**Stated exercise**
Rewrite all the rows with "Place a pin" replaced by "Put a marker" and everything else left as it is. Leave the pictures out.

**Given data**
________________________________________
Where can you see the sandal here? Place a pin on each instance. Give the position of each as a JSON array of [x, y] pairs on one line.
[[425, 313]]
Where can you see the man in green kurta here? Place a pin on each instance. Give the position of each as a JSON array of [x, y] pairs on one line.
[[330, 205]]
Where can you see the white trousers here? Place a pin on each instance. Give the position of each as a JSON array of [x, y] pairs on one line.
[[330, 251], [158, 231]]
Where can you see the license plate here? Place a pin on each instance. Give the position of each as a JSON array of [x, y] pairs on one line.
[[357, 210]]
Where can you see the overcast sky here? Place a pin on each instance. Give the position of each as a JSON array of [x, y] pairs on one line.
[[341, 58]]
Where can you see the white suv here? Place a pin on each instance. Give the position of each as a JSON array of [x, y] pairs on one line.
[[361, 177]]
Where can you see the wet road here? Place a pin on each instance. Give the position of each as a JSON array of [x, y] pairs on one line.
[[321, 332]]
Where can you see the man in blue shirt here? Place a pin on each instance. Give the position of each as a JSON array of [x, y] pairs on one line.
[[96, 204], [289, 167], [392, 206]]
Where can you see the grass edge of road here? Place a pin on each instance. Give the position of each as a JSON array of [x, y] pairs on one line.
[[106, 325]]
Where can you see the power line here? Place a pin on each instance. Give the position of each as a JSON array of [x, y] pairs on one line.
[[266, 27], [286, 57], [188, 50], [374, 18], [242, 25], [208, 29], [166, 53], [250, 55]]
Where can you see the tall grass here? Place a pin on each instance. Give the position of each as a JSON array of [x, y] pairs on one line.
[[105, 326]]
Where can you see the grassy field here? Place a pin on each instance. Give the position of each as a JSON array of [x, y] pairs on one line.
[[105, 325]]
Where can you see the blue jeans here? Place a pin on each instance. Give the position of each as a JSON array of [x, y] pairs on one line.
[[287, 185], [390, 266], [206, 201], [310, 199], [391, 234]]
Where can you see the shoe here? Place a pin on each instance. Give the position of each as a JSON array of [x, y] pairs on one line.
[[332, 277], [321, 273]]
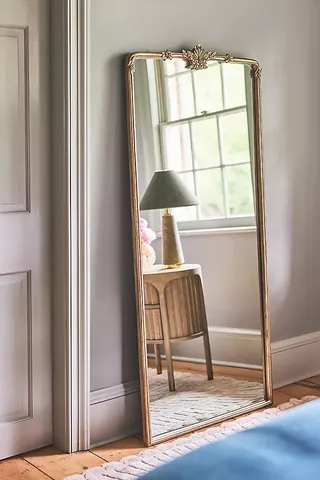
________________________________________
**Exercise output**
Where can you see the sandal here? Put a marker on each instance. Give the position of each as a JSON array of [x, y] pairs on one line.
[[425, 313]]
Where can you see the man in green kurta here? Put a marker on each instance. Give the position of each as a JSON array of [x, y] pairs on one line.
[[330, 205]]
Where can you see the white trousers here? Put a marker on each instance. Give the position of each as a JSON array of [x, y] pairs on one line.
[[330, 251], [158, 231]]
Where can you see the license plate here? Put a marker on each instance. Give the position of each as a JSON array of [x, y] pairs on one line.
[[357, 210]]
Where can you see the overcast sky here? Put a marker on each instance. Give the position of each as a JSON array of [x, y] pairs on one line.
[[341, 58]]
Where can you see the white suv here? Put a marker on each instance. Give the position of each as a JSON array of [x, y] pairs on one line.
[[361, 177]]
Where can you see the wet road here? Put a marker on each instance. Give the position of each as a JSON array of [x, y] pairs on one line.
[[321, 332]]
Where can you see the man in blue shirt here? Put a marker on each instance. Give the position of each as a JSON array of [x, y] pairs on one line.
[[96, 204], [289, 167], [392, 206]]
Where can you see the grass edge of road here? Put a marker on each instance. Give the position of each as a JSON array of [x, y] pairs on one line.
[[106, 325]]
Where can you see the power line here? Put a marker on each instance. Give the position of each as a JSON array of [x, y] pairs on one line.
[[266, 27], [286, 57], [188, 50], [374, 18], [242, 25], [208, 29], [166, 53], [250, 55]]
Where can you see the tall grass here? Put a marker on each instance. Give the position of each as a JSON array of [x, y] pairs on one line.
[[105, 326]]
Where can you see the grassy field here? Put a marker on each instance. Give the position of each as a JSON array of [x, y] pairs on one line.
[[105, 325]]
Where can you see the blue jeans here? Put a marker on each instance. Give the position of each as a JSON array of [x, y] pairs on one line.
[[287, 185], [390, 266], [206, 201], [310, 199], [391, 234]]
Where can you see the shoe here? Put a marker on each instance. Give the position of each as a JSON array of [x, y] pairs on one line.
[[332, 277], [321, 273]]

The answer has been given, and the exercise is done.